*SOURCE EXTRACT:*
The number of zero-car families is rising for the first time in decades, largely due to a proliferation of alternative types of transportation. In 2011, the percentage of U.S. households without a car reached 9.3 percent. Would you ditch your car? 

Mary Knox Merrill/Christian Science Monitor/File
People commute to work on bicycles in the London Kensington district. 2011 data shows that 9.3 percent of U.S. households do not own a car, the highest percentage in decades.

If you really want to reduce emissions or conserve energy, get rid of your car.

It may sound extreme, but an increasing number of Americans are doing just that. The number of "Zero-Car Families" is rising, according to AOL Autos.

For the first time in several decades, the American Association of State Highway and Transportation OfficialsNational Report on Commuting Patterns and Trends found an increase in the share of American households that don't own cars. 

Starting in 1960, the number of American households without a car began dropping, reaching a low of 8.7 percent in 2007.

However, by 2011--the latest year for which data is available--that number had risen to 9.3 percent.

*PROVIDED INFORMATION:*
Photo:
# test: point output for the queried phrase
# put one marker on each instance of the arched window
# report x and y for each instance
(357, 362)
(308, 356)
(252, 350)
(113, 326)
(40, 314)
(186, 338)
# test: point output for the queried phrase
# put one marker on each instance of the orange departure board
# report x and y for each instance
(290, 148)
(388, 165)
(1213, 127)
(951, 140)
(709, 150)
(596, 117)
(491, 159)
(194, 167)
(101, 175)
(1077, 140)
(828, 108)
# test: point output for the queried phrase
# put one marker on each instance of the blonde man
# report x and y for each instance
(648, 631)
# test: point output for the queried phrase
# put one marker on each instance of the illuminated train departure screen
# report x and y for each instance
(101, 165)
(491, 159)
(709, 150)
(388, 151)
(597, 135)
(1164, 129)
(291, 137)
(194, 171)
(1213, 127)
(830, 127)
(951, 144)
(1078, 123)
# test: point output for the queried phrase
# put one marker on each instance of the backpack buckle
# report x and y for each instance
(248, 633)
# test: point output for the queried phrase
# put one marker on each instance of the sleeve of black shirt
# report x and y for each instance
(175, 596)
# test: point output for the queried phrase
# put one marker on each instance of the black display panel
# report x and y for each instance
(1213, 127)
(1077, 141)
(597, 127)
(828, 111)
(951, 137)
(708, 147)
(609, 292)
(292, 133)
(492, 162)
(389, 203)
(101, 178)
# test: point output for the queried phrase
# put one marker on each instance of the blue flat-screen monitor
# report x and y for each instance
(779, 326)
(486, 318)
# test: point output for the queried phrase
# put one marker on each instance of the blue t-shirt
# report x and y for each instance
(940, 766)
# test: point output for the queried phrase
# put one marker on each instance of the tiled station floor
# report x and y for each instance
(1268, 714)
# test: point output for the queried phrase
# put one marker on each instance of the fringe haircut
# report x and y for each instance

*OBJECTIVE:*
Edit the passage about car-free households by rewriting it from the words "Mary Knox Merrill/Christian" through "according to AOL Autos.", with "bicycles" replaced by "scooters".

*PROBLEM SOLUTION:*
Mary Knox Merrill/Christian Science Monitor/File
People commute to work on scooters in the London Kensington district. 2011 data shows that 9.3 percent of U.S. households do not own a car, the highest percentage in decades.

If you really want to reduce emissions or conserve energy, get rid of your car.

It may sound extreme, but an increasing number of Americans are doing just that. The number of "Zero-Car Families" is rising, according to AOL Autos.